### WRITTEN PROBLEM
Reproduce the records from their first line through the line holding "pixel 386 445", inclusive, leaving the pictures out of your answer.

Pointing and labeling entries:
------------------------------
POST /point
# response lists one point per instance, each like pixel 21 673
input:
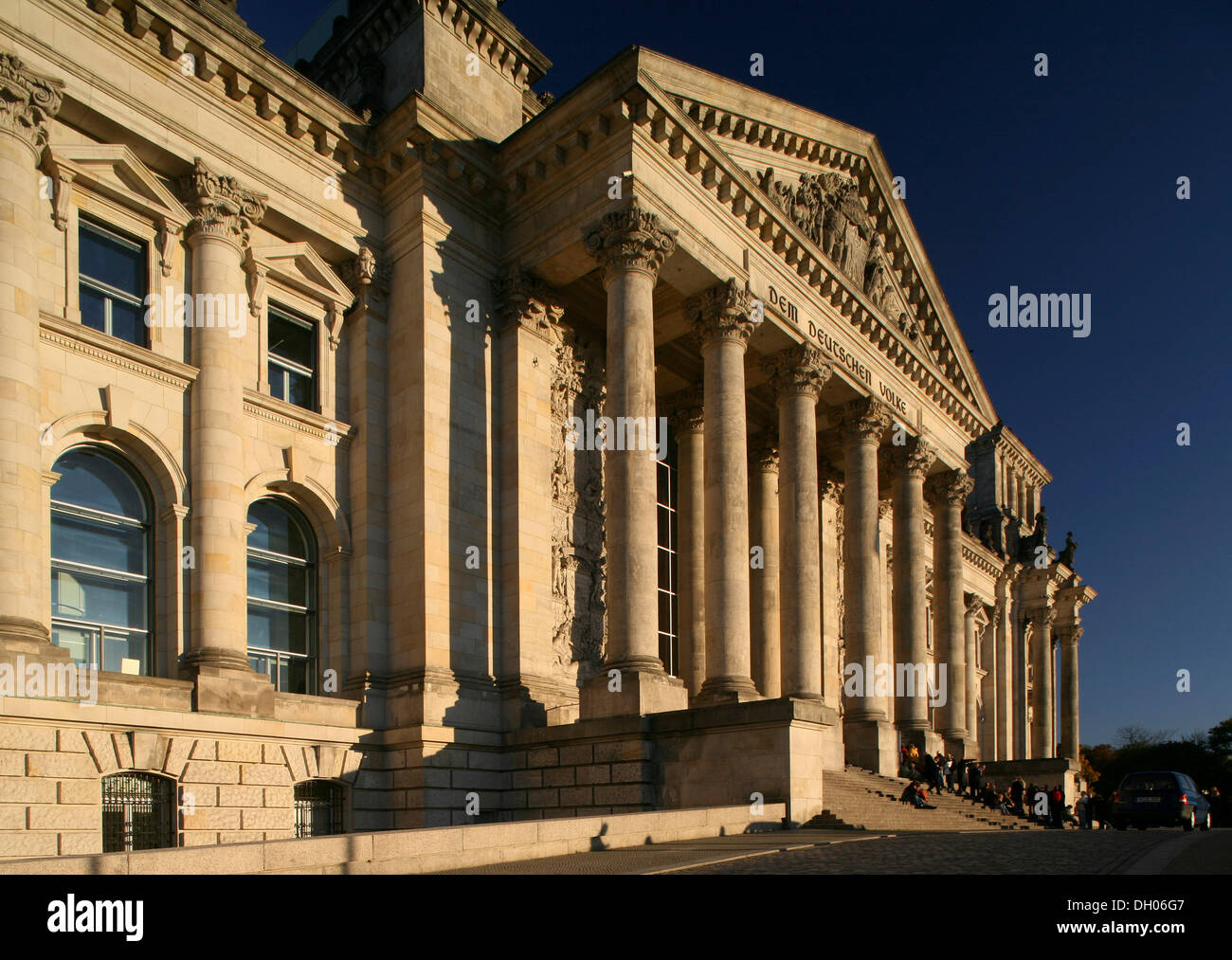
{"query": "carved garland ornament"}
pixel 631 239
pixel 220 206
pixel 799 371
pixel 27 101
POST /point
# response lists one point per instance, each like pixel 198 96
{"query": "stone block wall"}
pixel 228 790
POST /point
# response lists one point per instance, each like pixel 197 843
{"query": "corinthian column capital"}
pixel 685 410
pixel 764 452
pixel 525 299
pixel 27 101
pixel 863 421
pixel 631 239
pixel 220 206
pixel 797 371
pixel 912 459
pixel 723 312
pixel 949 488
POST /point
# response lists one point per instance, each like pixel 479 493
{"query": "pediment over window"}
pixel 303 269
pixel 114 171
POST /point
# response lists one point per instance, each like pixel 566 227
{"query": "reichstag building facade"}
pixel 386 445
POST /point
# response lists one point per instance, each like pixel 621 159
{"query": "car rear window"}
pixel 1150 782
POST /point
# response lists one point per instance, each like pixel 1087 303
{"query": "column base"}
pixel 871 745
pixel 641 692
pixel 226 684
pixel 24 636
pixel 727 690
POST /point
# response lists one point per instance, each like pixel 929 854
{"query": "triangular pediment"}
pixel 302 267
pixel 114 171
pixel 833 183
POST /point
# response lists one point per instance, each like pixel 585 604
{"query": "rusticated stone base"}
pixel 871 745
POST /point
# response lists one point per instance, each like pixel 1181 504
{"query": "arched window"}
pixel 282 597
pixel 318 808
pixel 138 812
pixel 101 551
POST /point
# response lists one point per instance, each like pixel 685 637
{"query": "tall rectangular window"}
pixel 112 274
pixel 669 623
pixel 292 349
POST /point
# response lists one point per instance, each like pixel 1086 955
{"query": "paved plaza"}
pixel 829 852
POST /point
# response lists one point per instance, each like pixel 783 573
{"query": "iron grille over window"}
pixel 669 627
pixel 138 812
pixel 318 808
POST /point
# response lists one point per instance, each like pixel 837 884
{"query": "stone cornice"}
pixel 306 422
pixel 1015 454
pixel 27 102
pixel 239 72
pixel 485 32
pixel 700 156
pixel 121 353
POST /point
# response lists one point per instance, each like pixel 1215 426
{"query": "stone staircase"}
pixel 857 799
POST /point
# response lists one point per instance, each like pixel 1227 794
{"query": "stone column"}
pixel 27 103
pixel 908 464
pixel 1070 741
pixel 1006 689
pixel 1042 738
pixel 688 426
pixel 869 738
pixel 969 626
pixel 631 245
pixel 223 216
pixel 722 323
pixel 764 581
pixel 949 492
pixel 797 376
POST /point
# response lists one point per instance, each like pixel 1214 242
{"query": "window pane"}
pixel 91 480
pixel 275 530
pixel 291 340
pixel 279 630
pixel 100 545
pixel 77 641
pixel 297 677
pixel 94 308
pixel 278 382
pixel 128 322
pixel 300 390
pixel 281 582
pixel 118 647
pixel 98 599
pixel 111 261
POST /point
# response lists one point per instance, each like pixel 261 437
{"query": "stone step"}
pixel 858 799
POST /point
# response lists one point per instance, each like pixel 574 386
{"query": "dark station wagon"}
pixel 1159 799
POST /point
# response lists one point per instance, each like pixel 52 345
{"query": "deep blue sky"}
pixel 1060 184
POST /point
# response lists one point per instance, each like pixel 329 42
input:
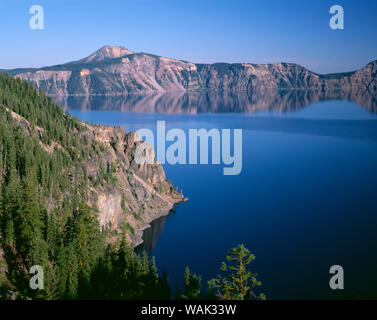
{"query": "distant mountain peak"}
pixel 107 52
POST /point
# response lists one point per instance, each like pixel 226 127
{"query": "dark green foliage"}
pixel 192 286
pixel 45 219
pixel 44 216
pixel 238 282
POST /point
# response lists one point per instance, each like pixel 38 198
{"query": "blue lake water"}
pixel 304 201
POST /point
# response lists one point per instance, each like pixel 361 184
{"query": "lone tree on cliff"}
pixel 237 283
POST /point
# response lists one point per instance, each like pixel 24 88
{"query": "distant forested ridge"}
pixel 119 71
pixel 57 178
pixel 51 183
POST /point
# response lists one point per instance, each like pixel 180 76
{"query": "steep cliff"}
pixel 97 159
pixel 117 70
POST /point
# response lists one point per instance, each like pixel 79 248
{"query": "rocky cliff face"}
pixel 133 196
pixel 117 70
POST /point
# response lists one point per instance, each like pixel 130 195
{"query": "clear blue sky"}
pixel 256 31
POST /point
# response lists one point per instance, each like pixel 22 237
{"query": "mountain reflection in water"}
pixel 215 102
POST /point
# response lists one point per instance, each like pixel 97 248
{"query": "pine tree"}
pixel 238 282
pixel 191 286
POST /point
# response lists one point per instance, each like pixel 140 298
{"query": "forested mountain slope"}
pixel 73 200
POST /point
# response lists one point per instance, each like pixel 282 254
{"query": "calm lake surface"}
pixel 306 198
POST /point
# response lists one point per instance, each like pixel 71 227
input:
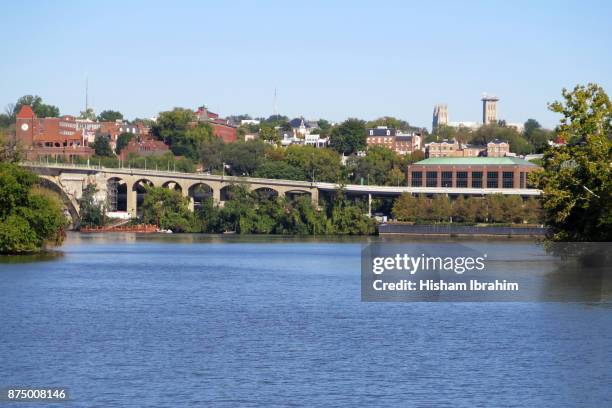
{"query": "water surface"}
pixel 170 321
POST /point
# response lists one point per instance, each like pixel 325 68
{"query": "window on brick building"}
pixel 432 179
pixel 462 179
pixel 447 179
pixel 477 179
pixel 508 179
pixel 492 181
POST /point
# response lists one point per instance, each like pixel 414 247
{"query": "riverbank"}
pixel 460 230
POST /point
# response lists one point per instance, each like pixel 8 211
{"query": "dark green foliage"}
pixel 495 208
pixel 110 116
pixel 122 141
pixel 30 218
pixel 247 212
pixel 42 110
pixel 179 129
pixel 102 146
pixel 167 209
pixel 577 178
pixel 279 170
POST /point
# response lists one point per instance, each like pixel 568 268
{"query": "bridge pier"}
pixel 131 201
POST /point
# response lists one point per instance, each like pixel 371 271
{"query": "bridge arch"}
pixel 117 191
pixel 140 189
pixel 173 185
pixel 71 205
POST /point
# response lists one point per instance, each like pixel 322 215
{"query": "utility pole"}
pixel 86 94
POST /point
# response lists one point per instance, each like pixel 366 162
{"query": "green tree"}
pixel 376 166
pixel 110 116
pixel 243 158
pixel 576 179
pixel 441 209
pixel 349 137
pixel 30 218
pixel 88 114
pixel 279 170
pixel 316 164
pixel 167 209
pixel 102 146
pixel 92 213
pixel 178 129
pixel 42 110
pixel 122 141
pixel 533 211
pixel 404 208
pixel 269 133
pixel 495 208
pixel 211 154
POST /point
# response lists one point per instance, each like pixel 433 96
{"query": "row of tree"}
pixel 496 208
pixel 247 212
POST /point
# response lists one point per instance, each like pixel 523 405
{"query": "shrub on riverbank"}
pixel 248 212
pixel 30 218
pixel 495 208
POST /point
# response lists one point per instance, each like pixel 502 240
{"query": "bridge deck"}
pixel 323 186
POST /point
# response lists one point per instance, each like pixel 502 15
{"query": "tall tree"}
pixel 122 141
pixel 88 114
pixel 577 180
pixel 178 129
pixel 102 146
pixel 30 218
pixel 42 110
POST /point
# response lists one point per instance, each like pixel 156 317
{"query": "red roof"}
pixel 26 112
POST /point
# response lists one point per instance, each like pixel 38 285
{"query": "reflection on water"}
pixel 44 256
pixel 200 320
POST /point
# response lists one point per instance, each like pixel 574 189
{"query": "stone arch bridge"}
pixel 124 188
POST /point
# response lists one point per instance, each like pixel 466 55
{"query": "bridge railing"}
pixel 326 186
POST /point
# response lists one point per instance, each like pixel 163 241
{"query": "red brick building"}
pixel 221 127
pixel 52 137
pixel 144 146
pixel 389 138
pixel 470 172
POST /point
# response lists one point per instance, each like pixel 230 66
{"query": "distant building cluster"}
pixel 221 127
pixel 392 139
pixel 67 136
pixel 452 148
pixel 70 137
pixel 489 116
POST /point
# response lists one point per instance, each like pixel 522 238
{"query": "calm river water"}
pixel 175 321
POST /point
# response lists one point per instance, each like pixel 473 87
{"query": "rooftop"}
pixel 457 161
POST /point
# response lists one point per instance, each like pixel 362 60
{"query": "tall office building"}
pixel 440 116
pixel 489 109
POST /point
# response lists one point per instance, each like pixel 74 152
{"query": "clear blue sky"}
pixel 346 59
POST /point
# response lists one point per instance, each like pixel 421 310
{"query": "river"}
pixel 193 320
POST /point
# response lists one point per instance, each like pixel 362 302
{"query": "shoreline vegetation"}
pixel 576 181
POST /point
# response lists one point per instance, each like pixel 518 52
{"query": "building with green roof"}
pixel 471 172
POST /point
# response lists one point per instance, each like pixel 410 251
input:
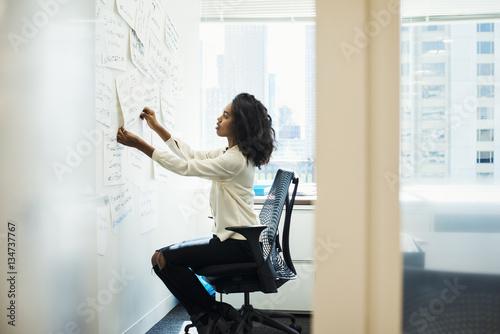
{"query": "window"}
pixel 433 135
pixel 433 69
pixel 485 69
pixel 454 118
pixel 483 27
pixel 432 114
pixel 433 28
pixel 433 157
pixel 485 135
pixel 405 48
pixel 485 47
pixel 432 47
pixel 484 157
pixel 432 92
pixel 271 59
pixel 485 113
pixel 485 91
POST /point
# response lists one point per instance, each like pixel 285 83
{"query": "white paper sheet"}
pixel 149 207
pixel 143 17
pixel 121 206
pixel 131 96
pixel 116 40
pixel 103 224
pixel 171 35
pixel 112 159
pixel 104 94
pixel 128 10
pixel 156 18
pixel 138 53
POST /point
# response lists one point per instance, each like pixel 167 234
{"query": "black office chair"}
pixel 273 265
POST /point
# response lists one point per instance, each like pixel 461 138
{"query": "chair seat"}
pixel 227 269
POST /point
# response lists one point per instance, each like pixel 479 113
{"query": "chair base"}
pixel 249 315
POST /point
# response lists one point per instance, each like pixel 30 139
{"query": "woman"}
pixel 250 141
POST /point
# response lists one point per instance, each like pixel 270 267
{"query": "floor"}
pixel 175 321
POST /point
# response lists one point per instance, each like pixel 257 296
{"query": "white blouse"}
pixel 231 196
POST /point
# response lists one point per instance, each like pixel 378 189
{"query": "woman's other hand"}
pixel 127 138
pixel 149 116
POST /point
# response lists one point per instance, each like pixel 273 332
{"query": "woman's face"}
pixel 224 127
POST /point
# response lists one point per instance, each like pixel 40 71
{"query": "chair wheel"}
pixel 296 326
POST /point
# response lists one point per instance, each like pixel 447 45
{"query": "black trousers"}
pixel 181 257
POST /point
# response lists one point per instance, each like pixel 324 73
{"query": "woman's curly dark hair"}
pixel 252 129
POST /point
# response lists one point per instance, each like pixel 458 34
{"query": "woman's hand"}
pixel 127 138
pixel 149 116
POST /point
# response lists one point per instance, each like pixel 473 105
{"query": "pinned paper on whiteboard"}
pixel 103 224
pixel 113 34
pixel 131 96
pixel 149 207
pixel 121 206
pixel 112 159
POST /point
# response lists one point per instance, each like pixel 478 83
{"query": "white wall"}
pixel 61 285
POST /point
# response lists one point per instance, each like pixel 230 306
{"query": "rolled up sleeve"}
pixel 221 168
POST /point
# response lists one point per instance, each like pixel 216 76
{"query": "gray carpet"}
pixel 175 320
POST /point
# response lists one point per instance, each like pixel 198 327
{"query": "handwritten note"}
pixel 160 62
pixel 149 207
pixel 112 159
pixel 138 53
pixel 143 17
pixel 171 35
pixel 127 10
pixel 103 223
pixel 160 173
pixel 176 83
pixel 121 206
pixel 156 18
pixel 116 37
pixel 168 111
pixel 131 96
pixel 104 94
pixel 137 166
pixel 152 96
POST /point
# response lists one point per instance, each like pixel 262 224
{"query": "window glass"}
pixel 449 180
pixel 276 63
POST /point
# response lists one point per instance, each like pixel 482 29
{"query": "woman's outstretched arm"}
pixel 149 116
pixel 129 139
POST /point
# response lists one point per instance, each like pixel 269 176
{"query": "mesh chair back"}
pixel 270 216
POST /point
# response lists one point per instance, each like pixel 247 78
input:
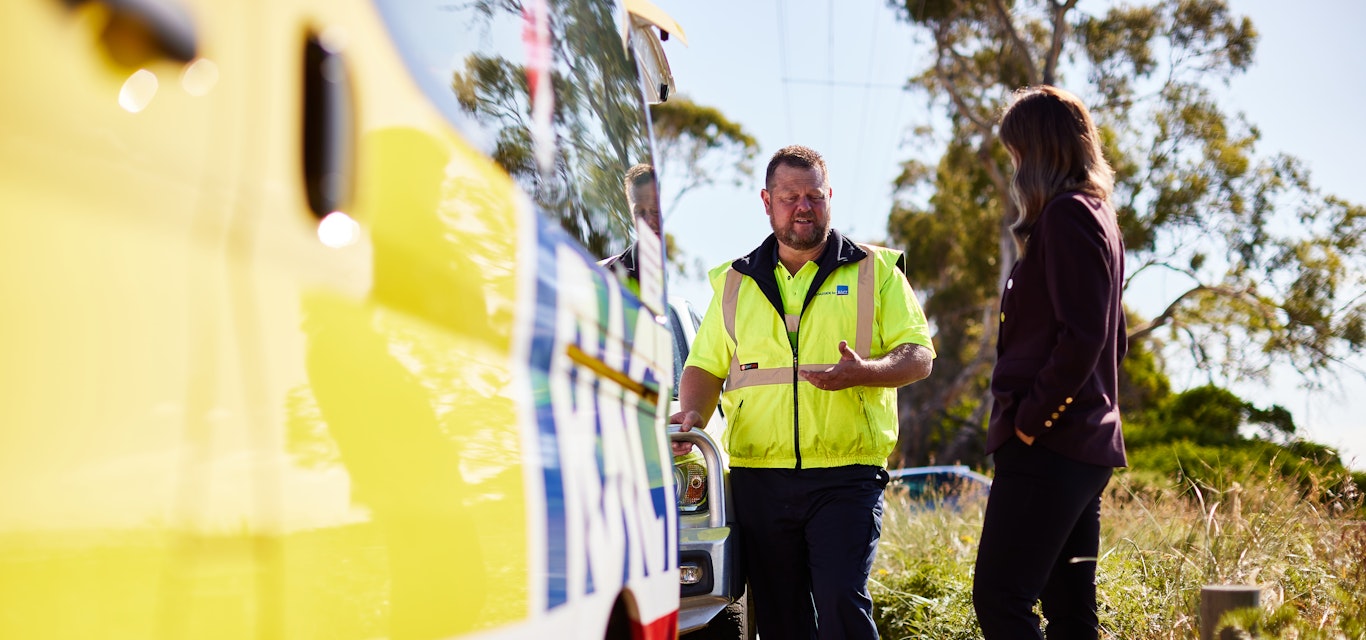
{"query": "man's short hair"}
pixel 798 156
pixel 639 175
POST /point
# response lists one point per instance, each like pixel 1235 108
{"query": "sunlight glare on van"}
pixel 338 229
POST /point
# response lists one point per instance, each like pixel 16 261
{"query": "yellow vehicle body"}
pixel 426 416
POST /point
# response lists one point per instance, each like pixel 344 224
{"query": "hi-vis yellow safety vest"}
pixel 775 419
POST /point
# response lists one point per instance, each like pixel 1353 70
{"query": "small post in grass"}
pixel 1216 599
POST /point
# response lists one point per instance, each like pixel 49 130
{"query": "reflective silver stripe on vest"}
pixel 756 377
pixel 862 333
pixel 866 296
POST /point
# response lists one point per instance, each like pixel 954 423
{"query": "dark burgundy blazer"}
pixel 1062 336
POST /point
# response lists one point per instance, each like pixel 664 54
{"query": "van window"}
pixel 473 59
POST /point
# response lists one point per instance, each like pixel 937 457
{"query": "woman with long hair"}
pixel 1055 426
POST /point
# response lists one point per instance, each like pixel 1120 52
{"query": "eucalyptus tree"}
pixel 1269 269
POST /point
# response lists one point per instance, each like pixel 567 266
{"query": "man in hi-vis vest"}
pixel 810 333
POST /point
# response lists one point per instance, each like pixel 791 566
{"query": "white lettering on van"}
pixel 612 530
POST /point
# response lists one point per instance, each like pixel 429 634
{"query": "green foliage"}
pixel 695 146
pixel 1161 542
pixel 922 583
pixel 1269 269
pixel 597 122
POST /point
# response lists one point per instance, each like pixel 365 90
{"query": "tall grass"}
pixel 1161 541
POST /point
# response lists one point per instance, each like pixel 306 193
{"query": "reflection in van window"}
pixel 481 53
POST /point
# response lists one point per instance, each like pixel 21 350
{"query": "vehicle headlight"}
pixel 690 479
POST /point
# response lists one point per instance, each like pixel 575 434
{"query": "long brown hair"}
pixel 1056 149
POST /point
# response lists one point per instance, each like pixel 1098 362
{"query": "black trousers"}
pixel 1040 539
pixel 809 542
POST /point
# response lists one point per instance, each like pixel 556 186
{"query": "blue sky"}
pixel 843 63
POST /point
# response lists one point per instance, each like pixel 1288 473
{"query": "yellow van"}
pixel 301 339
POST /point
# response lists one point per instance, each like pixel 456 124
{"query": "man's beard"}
pixel 790 236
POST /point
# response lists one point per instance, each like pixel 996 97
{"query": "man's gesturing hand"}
pixel 844 374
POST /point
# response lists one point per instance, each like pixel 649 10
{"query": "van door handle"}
pixel 144 29
pixel 328 128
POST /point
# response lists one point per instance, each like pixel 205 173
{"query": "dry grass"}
pixel 1305 545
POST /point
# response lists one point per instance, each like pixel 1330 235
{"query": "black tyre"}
pixel 734 622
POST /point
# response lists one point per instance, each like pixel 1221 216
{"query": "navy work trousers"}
pixel 1040 539
pixel 809 542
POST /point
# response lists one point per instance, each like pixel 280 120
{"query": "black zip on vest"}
pixel 758 265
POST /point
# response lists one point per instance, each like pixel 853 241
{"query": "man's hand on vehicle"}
pixel 686 420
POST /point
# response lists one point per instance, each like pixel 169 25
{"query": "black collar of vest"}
pixel 760 264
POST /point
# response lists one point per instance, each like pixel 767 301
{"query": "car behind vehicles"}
pixel 301 339
pixel 715 599
pixel 943 486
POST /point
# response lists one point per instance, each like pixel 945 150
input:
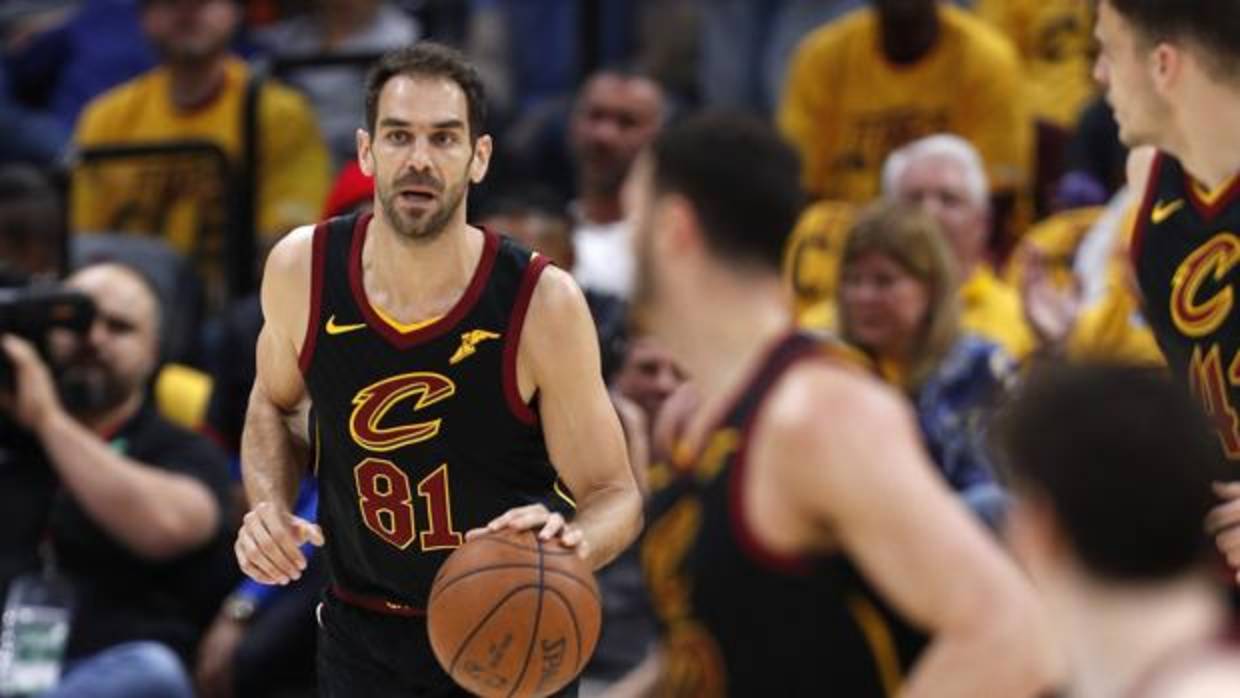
------------------------------
### TASK SOLUTION
POST /point
# response lists one point per instance, each like pixel 21 673
input:
{"query": "carved garland ornament"}
pixel 631 239
pixel 220 206
pixel 799 371
pixel 27 101
POST /point
# response lists one point per instance, each like pixel 198 96
{"query": "stone block wall"}
pixel 228 790
POST /point
# response lists one point per instance, each like pixel 197 843
{"query": "corinthian column capital"}
pixel 685 410
pixel 764 452
pixel 525 299
pixel 27 101
pixel 863 421
pixel 631 239
pixel 220 206
pixel 797 371
pixel 912 459
pixel 723 312
pixel 949 488
POST /point
# response lists one point per instance, each like pixel 479 493
{"query": "pediment over window"}
pixel 303 269
pixel 114 171
POST /point
# response lists one point per instance, each like pixel 566 227
{"query": "reichstag building facade"}
pixel 386 445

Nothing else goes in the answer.